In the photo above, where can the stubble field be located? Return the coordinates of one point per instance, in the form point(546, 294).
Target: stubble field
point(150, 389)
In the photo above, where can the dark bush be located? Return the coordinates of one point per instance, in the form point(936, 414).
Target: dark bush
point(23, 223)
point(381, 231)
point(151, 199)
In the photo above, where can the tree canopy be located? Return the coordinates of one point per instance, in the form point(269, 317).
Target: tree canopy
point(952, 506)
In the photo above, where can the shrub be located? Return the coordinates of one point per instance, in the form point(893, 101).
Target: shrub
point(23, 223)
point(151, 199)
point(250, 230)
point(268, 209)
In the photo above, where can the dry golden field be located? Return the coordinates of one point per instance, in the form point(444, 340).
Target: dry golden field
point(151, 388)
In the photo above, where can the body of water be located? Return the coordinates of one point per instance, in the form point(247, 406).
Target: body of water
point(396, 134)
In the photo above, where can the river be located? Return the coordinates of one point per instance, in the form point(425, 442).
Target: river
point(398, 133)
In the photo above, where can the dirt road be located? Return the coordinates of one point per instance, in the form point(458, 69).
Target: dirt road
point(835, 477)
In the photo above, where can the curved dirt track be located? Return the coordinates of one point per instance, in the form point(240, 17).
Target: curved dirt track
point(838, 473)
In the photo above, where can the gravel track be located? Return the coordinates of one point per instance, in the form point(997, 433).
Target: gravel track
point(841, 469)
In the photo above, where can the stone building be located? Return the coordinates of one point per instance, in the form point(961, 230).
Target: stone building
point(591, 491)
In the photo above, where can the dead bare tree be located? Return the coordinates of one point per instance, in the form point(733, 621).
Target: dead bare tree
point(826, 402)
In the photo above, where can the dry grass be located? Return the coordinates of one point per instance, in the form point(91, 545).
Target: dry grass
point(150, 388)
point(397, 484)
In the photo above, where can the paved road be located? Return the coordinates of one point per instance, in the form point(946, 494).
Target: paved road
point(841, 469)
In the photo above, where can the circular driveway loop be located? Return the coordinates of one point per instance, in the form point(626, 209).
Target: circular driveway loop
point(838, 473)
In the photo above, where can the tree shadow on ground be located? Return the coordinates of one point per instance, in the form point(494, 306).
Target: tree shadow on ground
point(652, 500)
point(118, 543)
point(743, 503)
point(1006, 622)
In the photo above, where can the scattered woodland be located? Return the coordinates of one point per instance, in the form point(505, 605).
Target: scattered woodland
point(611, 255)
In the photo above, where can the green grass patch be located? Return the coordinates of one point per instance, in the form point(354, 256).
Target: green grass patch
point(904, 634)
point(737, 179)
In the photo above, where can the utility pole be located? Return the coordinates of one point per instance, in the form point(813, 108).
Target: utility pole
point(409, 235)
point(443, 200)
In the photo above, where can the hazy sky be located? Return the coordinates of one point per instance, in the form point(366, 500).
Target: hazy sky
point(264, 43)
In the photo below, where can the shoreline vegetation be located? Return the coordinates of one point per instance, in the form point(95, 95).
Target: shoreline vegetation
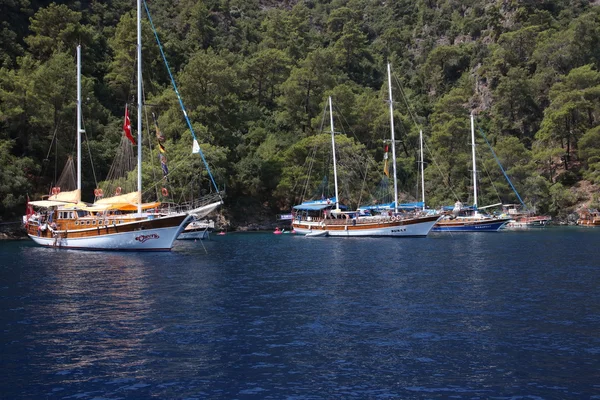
point(255, 77)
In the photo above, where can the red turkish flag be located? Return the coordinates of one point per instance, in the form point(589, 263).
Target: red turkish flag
point(127, 126)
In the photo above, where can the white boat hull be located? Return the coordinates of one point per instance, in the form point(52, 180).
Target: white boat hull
point(158, 239)
point(194, 235)
point(418, 227)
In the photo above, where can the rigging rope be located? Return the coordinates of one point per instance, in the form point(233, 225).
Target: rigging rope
point(501, 168)
point(187, 120)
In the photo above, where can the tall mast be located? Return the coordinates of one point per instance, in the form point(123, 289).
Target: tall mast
point(393, 140)
point(337, 199)
point(474, 164)
point(139, 143)
point(79, 131)
point(422, 168)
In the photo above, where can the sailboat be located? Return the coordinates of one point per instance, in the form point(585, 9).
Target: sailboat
point(470, 219)
point(327, 217)
point(121, 222)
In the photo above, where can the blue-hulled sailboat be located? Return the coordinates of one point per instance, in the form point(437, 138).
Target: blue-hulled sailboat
point(470, 219)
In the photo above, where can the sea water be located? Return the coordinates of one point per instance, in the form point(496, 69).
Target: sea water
point(505, 315)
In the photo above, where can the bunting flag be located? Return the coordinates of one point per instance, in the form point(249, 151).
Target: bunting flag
point(195, 147)
point(163, 164)
point(159, 135)
point(127, 126)
point(386, 168)
point(28, 212)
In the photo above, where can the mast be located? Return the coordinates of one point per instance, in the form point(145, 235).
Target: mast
point(393, 140)
point(79, 130)
point(337, 201)
point(139, 143)
point(422, 168)
point(474, 164)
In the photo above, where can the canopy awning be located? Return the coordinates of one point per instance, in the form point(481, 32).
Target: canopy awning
point(49, 203)
point(390, 206)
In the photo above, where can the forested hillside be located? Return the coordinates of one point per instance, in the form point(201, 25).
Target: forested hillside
point(255, 76)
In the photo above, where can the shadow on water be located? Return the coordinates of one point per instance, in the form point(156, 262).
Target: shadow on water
point(505, 315)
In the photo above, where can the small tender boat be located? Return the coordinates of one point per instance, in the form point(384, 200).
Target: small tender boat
point(317, 234)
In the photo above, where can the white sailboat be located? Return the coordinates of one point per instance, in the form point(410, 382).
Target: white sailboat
point(121, 222)
point(471, 219)
point(326, 217)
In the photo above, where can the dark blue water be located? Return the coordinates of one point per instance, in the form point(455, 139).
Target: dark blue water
point(505, 315)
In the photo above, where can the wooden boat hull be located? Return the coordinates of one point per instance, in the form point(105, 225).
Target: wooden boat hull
point(149, 234)
point(194, 234)
point(410, 227)
point(459, 225)
point(528, 222)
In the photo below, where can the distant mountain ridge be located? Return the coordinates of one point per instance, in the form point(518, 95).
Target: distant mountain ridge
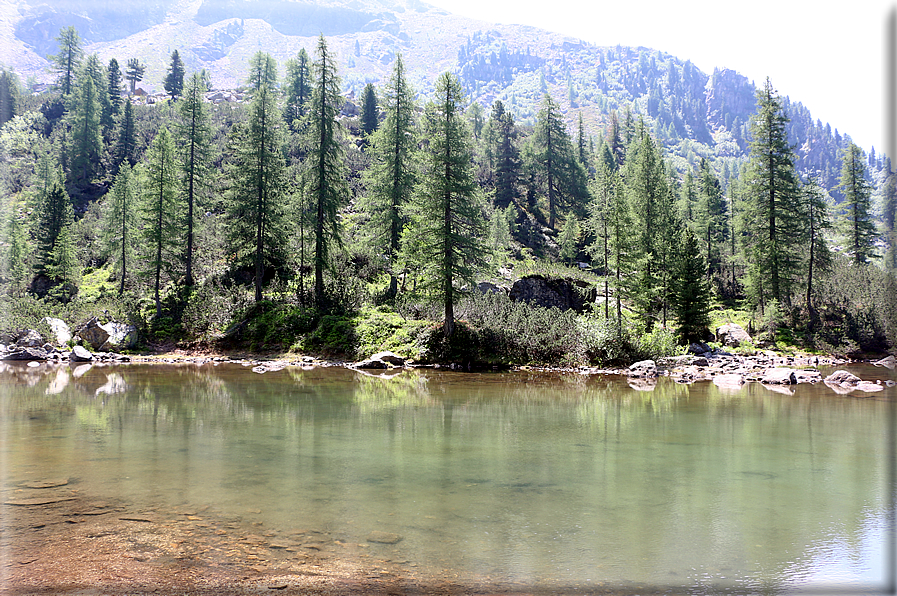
point(694, 114)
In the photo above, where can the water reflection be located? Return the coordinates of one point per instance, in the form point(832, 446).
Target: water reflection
point(550, 480)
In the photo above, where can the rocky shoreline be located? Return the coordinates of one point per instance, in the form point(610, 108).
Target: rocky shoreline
point(724, 369)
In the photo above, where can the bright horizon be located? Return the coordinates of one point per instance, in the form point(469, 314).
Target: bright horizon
point(829, 59)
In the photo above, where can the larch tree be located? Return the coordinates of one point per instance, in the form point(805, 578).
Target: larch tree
point(134, 73)
point(774, 209)
point(257, 187)
point(370, 111)
point(113, 72)
point(446, 221)
point(262, 71)
point(391, 177)
point(120, 223)
point(819, 256)
point(855, 222)
point(86, 140)
point(126, 144)
point(506, 155)
point(9, 96)
point(325, 163)
point(194, 136)
point(174, 80)
point(160, 212)
point(67, 61)
point(298, 90)
point(563, 177)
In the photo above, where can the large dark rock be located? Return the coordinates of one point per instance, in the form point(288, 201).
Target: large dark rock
point(565, 294)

PROBLEM TO WORK ON:
Reproduce all of the data above line for line without changing anything, and leave the pictures out of your answer.

THE RESULT:
In the photo above, where can the stubble field be located? Return the coordinates of one point per instance, in the form point(546, 294).
Target: stubble field
point(150, 389)
In the photo above, where can the dark bush be located? Return the coordinates of one point per instance, in the form point(936, 414).
Target: dark bush
point(23, 223)
point(381, 231)
point(151, 199)
In the photo above, where can the tree canopy be located? Return the coordinates of one point per instance, in the form point(269, 317).
Target: tree canopy
point(952, 506)
In the photo above, where can the shrub be located? Return the coordinates of one point per instance, in the form point(893, 101).
Target: shrub
point(23, 223)
point(151, 199)
point(250, 230)
point(268, 209)
In the photo above, where can the dry golden field be located? Return the coordinates of one point per instance, in the form point(444, 340).
Target: dry golden field
point(151, 388)
In the photo above, where can the body of water be located? Return the coordinates of one point per instance, in the form point(247, 406).
Target: body of water
point(396, 134)
In the photo above, where can the river be located? Return the coordinates of one point per instance, in the form point(425, 442).
Target: river
point(398, 133)
In the photo above, where can the dirt road be located? Return the coordinates of one point per instance, in the form point(458, 69).
Target: dirt road
point(835, 477)
In the photo above, where can the curved dirt track be located? Return the coordinates of one point per instance, in the form point(240, 17).
Target: curved dirt track
point(838, 473)
In the photo above, where can the gravel track be located? Return the coordinates of one point per instance, in the form point(997, 433).
Target: gravel track
point(841, 469)
In the photo above, where can the stone building be located? Return the coordinates of one point per instance, in the form point(961, 230).
Target: stone building
point(591, 491)
In the photo above, where can the dead bare tree be located? Return the coordinates of one point per instance, in the form point(733, 621).
Target: dead bare tree
point(826, 402)
In the photo above, where can the dry grass be located? Return the coordinates of one point per instance, in the form point(91, 545).
Target: dry grass
point(150, 388)
point(397, 484)
In the photo above, where can the paved road be located? Return the coordinates of one point per instance, in the form point(946, 494).
Target: paved road
point(841, 469)
In the photo above, where can the circular driveway loop be located? Return the coordinates of one point per instance, in the form point(626, 209).
Target: circular driveway loop
point(838, 473)
In the photo above, where can the tree shadow on ground be located? Return the coordinates of one point per instance, in the form point(494, 306).
Target: tree shadow on ground
point(652, 500)
point(118, 543)
point(743, 503)
point(1006, 622)
In the photo above, where can the scattered woodland be located? Return the coordinates of one point per instance, in the form point(505, 605).
Target: scattered woodland
point(611, 255)
In the photo above, where can the green grass patch be located? Return the coordinates of one point per instance, in the form point(354, 256).
Target: green grass patch
point(904, 634)
point(737, 179)
In the photo above, where can the utility pole be located? Return the coordinates of one point per instance, in the form point(813, 108).
Target: utility pole
point(409, 235)
point(443, 200)
In the photo above, where can the hazy sky be located? Return the coordinates of one point per instance, in the form point(366, 500).
Target: hazy sky
point(264, 43)
In the photo below, where can the shoreline vegetation be located? Return the coordinates of one point per instance, in the form point(95, 95).
Target: shoreline vegetation
point(255, 77)
In the photo above, where can the red turkish flag be located? Return the coordinates of one point per instance, in the form point(589, 263).
Target: red turkish flag
point(127, 126)
In the photo above, where can the white boat hull be located? Return the coordinates of one point per instance, in the form point(52, 180).
Target: white boat hull
point(158, 239)
point(194, 235)
point(418, 227)
In the photo above, where can the rigging rope be located? Return the coordinates of one point per instance, in the form point(233, 225).
Target: rigging rope
point(501, 168)
point(187, 120)
In the photo above, where can the tall mast be located? Return the coordinates of one point per instance, in the form point(123, 289).
Target: tall mast
point(393, 140)
point(337, 199)
point(474, 164)
point(139, 143)
point(79, 131)
point(422, 168)
In the photo above, where can the sailboat be located? Return the coordinates of one point per instance, in the form point(585, 9).
Target: sailboat
point(470, 219)
point(327, 217)
point(121, 222)
In the photo above, where can the blue-hulled sailboat be located? Return the coordinates of one point per instance, in the form point(437, 138).
Target: blue-hulled sailboat
point(470, 219)
In the photo above, where can the sea water be located? Return the coordinates of one point per instance, in the form point(496, 69).
Target: sea water
point(505, 315)
In the photo above, where can the bunting flag be located? Return the coordinates of one point per instance, in the form point(249, 151).
Target: bunting flag
point(195, 147)
point(163, 164)
point(159, 135)
point(127, 126)
point(386, 168)
point(28, 212)
In the photo above, where can the mast be located? Return the coordinates of one point per instance, in the form point(145, 235).
Target: mast
point(393, 140)
point(79, 130)
point(337, 201)
point(139, 143)
point(422, 168)
point(474, 164)
In the photo above, where can the canopy awning be located? Return the coordinates of one point per instance, in the form point(481, 32).
Target: canopy awning
point(49, 203)
point(390, 206)
In the photo above, where can the forested hillside be located? Return the coordinates of one point per instance, in the form point(201, 25).
Target: forested hillside
point(255, 76)
In the photo above, where can the shadow on water be located? Return the coordinates of one point per instance, in the form point(156, 262).
Target: shadow on water
point(505, 315)
In the photo above, where can the small tender boat be located? Return the coordinates of one point per instance, in the form point(384, 200).
Target: small tender boat
point(317, 234)
In the photo above, where can the white sailboat be located? Return the coordinates of one point per instance, in the form point(410, 382).
Target: white sailboat
point(121, 222)
point(471, 219)
point(326, 217)
In the photo above, where can the dark blue water be located? Return the coordinates of one point per instance, in the form point(455, 139).
Target: dark blue water
point(505, 315)
In the photo above, where can the wooden boat hull be located? Return the coordinates of one point per instance, in the form point(105, 225).
Target: wooden boat hull
point(149, 234)
point(194, 234)
point(410, 227)
point(459, 225)
point(528, 222)
In the photo below, where can the distant mountain ridge be located? Return the coordinates of one point per instance, in the form point(518, 95).
Target: distant mountain ridge
point(694, 114)
In the photo above, where can the water reflection be located? Return the coordinates of one point per instance, in the form point(832, 446).
Target: water reflection
point(550, 480)
In the photo above, where can the rocky shoreline be located? Return the coordinates of one point per instance, in the form point(610, 108).
Target: rocky shoreline
point(724, 369)
In the photo above, where can the bright horizon be located? Return the coordinates of one point per instance, in the form point(469, 314).
Target: bright horizon
point(829, 59)
In the photo above, where can the larch tree be located? Return the coordinates of one point per instance, in the form point(805, 578).
Target: larch tree
point(134, 73)
point(774, 209)
point(257, 187)
point(370, 111)
point(113, 72)
point(446, 221)
point(262, 71)
point(391, 177)
point(120, 223)
point(819, 256)
point(855, 222)
point(86, 140)
point(126, 144)
point(506, 155)
point(9, 96)
point(325, 163)
point(194, 136)
point(174, 80)
point(160, 212)
point(67, 61)
point(298, 90)
point(563, 177)
In the photo above, where can the large dark rock be located? Return the coordinates of one point per instance, in the form point(288, 201).
Target: large dark rock
point(565, 294)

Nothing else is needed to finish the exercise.